ACTIVITY:
Go through the records, and copy each line in which the string "below" is present.

SOURCE DATA:
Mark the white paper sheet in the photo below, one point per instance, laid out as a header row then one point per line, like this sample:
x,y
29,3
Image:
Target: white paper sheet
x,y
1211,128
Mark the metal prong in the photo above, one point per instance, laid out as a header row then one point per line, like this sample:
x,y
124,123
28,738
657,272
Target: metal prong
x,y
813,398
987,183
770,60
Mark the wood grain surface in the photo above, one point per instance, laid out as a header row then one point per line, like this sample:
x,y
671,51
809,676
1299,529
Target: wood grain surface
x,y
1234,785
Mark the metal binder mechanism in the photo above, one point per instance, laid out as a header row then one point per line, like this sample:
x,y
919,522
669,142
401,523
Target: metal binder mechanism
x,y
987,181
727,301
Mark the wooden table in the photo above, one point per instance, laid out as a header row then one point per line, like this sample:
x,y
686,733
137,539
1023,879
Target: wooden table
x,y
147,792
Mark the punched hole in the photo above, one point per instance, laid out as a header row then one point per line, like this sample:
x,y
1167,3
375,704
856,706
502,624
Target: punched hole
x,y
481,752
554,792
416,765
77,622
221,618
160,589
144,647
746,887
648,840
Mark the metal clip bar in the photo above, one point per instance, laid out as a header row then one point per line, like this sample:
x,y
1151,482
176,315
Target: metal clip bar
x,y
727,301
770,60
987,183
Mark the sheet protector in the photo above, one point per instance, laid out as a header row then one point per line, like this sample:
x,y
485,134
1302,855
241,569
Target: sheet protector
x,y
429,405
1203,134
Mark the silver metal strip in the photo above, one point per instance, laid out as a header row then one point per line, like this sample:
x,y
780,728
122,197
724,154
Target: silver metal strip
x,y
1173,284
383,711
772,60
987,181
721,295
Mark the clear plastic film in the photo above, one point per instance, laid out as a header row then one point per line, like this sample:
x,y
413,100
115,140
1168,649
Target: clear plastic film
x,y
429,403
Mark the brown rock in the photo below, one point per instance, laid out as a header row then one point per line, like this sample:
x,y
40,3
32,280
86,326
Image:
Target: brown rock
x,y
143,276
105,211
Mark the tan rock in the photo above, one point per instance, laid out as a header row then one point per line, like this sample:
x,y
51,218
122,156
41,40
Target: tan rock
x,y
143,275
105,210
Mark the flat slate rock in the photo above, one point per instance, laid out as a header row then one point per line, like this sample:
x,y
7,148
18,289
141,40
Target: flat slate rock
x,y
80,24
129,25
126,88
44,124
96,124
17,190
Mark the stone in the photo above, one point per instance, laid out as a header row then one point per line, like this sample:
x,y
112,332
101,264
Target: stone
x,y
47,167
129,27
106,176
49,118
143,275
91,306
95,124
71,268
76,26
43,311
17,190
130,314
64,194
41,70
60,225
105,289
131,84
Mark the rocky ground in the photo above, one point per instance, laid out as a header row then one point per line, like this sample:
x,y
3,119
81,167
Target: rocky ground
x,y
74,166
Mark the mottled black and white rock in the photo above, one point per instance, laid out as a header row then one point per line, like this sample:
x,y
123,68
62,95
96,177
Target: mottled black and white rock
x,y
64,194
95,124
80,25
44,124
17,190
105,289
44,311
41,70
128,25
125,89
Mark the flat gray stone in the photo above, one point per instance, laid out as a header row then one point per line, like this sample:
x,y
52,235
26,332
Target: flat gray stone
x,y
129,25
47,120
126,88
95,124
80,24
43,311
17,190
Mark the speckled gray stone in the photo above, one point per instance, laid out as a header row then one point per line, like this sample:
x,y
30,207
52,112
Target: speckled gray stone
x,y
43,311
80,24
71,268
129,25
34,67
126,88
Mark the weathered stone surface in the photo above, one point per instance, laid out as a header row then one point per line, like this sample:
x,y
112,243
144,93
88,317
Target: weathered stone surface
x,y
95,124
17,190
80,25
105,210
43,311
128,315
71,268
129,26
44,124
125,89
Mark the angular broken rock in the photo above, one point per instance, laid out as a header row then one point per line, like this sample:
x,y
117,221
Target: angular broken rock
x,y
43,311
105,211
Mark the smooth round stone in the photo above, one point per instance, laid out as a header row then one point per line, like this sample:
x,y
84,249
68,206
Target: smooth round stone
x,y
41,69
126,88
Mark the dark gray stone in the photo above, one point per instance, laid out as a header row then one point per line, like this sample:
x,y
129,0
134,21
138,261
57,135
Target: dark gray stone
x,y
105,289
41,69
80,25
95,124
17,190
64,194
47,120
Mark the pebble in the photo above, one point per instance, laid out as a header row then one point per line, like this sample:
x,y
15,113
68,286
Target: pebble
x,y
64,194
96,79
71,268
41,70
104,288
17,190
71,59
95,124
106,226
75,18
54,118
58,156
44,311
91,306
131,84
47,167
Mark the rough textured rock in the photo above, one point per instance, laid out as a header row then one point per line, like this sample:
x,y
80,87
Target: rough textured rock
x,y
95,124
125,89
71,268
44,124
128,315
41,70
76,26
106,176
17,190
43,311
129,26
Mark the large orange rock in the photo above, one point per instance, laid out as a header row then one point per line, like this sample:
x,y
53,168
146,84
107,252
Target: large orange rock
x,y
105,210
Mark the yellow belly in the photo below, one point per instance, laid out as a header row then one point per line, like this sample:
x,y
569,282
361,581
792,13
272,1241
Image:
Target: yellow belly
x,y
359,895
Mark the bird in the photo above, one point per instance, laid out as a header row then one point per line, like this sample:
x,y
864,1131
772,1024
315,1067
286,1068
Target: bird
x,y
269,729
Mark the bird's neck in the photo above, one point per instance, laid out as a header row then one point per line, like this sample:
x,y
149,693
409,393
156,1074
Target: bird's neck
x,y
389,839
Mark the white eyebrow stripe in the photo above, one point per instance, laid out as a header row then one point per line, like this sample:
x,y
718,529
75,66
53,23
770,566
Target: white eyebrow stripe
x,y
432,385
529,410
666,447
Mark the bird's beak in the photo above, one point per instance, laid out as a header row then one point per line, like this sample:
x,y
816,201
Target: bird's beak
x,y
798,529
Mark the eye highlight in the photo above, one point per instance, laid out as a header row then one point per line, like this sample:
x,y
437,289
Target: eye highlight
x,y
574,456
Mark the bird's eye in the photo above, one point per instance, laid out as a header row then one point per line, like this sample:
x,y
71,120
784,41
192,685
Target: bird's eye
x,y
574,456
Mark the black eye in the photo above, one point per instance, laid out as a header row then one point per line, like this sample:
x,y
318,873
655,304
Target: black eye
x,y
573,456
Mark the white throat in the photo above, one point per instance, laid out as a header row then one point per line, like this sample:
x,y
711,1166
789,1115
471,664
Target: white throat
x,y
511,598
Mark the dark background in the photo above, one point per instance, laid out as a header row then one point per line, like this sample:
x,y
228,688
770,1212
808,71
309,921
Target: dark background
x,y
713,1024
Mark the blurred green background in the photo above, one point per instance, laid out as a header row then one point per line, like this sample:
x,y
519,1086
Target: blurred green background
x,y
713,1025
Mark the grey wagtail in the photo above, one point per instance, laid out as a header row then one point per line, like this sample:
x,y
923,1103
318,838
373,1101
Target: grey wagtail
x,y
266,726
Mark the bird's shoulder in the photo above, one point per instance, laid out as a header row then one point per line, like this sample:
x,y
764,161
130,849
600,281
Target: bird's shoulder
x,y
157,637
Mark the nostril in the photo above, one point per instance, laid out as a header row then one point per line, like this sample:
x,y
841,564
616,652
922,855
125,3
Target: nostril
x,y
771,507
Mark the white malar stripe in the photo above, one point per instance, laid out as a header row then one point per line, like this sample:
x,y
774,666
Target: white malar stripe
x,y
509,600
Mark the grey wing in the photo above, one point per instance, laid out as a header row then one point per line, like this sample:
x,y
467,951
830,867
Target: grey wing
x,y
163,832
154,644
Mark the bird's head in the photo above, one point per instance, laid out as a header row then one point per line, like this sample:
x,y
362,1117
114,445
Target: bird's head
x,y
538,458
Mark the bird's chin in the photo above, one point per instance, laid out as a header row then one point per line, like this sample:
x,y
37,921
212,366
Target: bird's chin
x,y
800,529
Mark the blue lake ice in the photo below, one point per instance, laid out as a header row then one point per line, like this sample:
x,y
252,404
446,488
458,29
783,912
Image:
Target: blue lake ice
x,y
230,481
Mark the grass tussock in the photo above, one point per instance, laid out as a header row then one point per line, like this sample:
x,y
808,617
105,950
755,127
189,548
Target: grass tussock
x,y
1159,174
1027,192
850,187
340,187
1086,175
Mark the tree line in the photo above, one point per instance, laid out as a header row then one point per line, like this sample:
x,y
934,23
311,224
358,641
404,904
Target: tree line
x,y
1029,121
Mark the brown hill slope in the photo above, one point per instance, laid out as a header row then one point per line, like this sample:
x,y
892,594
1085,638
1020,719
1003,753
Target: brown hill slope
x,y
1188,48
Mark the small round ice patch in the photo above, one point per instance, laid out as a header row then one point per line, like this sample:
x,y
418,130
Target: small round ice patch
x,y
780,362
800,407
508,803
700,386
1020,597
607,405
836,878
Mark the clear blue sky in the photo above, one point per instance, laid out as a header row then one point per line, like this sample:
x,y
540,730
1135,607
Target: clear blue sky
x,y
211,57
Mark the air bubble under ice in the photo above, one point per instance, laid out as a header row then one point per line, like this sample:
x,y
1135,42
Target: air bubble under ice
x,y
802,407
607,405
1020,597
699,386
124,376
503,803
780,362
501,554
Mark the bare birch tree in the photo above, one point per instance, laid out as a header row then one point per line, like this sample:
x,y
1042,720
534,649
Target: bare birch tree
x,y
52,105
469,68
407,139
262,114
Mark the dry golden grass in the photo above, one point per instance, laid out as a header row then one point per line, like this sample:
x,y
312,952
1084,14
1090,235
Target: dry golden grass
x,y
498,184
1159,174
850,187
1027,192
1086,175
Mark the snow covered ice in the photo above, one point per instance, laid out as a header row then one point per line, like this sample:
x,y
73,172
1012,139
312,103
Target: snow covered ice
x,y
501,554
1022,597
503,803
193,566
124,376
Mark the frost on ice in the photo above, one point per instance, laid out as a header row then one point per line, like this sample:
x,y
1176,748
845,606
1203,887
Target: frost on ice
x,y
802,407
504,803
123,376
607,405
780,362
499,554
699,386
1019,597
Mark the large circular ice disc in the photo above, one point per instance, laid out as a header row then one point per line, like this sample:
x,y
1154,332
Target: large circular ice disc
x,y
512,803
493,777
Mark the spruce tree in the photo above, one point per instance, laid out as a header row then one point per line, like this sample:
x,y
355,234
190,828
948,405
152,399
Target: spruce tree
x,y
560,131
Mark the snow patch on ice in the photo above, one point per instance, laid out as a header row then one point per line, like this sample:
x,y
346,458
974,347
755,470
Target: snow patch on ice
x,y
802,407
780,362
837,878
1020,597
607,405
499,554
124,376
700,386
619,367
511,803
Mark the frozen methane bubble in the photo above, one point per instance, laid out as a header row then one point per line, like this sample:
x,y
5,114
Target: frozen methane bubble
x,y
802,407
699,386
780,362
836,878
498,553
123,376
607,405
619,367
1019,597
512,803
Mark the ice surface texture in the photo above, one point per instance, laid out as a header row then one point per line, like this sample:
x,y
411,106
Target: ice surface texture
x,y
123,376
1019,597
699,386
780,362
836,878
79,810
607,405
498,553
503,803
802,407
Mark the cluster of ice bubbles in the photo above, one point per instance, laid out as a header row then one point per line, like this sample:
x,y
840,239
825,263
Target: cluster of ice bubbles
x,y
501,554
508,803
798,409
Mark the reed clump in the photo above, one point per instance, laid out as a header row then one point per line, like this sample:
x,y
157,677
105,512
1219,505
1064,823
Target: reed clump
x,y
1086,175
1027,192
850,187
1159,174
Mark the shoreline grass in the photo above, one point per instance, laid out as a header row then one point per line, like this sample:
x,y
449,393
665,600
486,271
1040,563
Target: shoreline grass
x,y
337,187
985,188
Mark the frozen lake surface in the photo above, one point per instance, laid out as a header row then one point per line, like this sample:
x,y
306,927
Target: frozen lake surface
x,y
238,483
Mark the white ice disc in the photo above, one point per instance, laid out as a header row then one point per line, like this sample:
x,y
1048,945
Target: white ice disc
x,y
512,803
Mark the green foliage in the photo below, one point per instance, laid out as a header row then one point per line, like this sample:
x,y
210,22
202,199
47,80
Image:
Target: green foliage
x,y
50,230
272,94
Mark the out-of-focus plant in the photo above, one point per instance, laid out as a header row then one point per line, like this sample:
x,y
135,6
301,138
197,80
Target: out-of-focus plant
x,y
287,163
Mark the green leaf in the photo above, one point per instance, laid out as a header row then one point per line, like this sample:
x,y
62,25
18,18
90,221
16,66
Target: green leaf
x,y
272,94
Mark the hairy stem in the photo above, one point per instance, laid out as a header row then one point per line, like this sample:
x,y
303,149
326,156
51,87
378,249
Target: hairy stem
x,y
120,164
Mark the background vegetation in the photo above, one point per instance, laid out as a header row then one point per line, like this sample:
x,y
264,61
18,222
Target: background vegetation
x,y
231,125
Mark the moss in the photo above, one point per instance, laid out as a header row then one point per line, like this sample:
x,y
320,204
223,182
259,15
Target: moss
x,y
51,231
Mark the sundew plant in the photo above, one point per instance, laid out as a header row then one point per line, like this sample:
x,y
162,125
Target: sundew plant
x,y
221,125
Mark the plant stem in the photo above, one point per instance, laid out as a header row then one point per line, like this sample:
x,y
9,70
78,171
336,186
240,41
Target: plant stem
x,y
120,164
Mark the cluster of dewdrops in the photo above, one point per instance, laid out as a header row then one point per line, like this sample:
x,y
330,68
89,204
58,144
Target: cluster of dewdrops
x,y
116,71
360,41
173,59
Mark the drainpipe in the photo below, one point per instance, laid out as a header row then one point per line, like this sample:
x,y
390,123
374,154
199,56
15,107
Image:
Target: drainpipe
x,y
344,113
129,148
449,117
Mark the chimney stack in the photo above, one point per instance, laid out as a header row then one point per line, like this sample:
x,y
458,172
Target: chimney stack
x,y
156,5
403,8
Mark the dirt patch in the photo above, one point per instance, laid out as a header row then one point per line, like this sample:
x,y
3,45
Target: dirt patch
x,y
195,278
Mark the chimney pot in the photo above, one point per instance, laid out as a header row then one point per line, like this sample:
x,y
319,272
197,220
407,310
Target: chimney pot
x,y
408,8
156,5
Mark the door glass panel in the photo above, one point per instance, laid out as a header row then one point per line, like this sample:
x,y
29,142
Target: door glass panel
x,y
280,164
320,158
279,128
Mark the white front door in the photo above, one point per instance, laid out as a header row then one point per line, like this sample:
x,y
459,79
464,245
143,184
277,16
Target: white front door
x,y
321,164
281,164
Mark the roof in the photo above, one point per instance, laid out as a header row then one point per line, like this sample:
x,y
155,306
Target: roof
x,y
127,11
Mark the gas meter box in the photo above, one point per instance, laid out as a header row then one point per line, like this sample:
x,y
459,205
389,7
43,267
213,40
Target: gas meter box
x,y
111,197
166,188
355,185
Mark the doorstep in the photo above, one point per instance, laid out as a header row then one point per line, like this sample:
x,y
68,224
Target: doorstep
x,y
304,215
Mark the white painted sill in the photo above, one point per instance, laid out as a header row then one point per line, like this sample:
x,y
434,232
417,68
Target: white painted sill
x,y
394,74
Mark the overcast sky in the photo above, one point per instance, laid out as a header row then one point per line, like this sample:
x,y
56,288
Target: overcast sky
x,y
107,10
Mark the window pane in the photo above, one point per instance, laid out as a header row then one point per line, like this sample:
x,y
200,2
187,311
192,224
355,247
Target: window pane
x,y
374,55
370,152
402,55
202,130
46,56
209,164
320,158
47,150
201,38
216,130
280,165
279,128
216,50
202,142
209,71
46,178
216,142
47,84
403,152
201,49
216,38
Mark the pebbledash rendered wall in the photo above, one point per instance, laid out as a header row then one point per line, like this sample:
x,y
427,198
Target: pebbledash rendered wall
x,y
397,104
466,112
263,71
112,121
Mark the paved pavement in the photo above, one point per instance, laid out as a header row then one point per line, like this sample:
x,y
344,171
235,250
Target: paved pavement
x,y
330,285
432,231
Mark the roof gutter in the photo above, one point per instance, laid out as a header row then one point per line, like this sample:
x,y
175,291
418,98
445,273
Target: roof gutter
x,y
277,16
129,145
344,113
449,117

RESPONSE TO THE TASK:
Mark the white paper sheet in the photo below, one point per instance, laid out as a header row then one point per line, like this sample:
Mark the brown rock in the photo below, one point per instance, laid out as a header row then one point per line, like this sample:
Mark the yellow belly in the photo below, one point per instance, laid out as a header row then one point per line, like this sample:
Mark the blue lake ice in the photo below, one point per instance, laid out as a header row then one point per line, like this sample:
Mark the green foliage in the photo below, one point per instance, laid out as a header row then one point per line, like this sample:
Mark the drainpipe in the photo below, one point per instance, laid out as a header row then one point per line, like this sample:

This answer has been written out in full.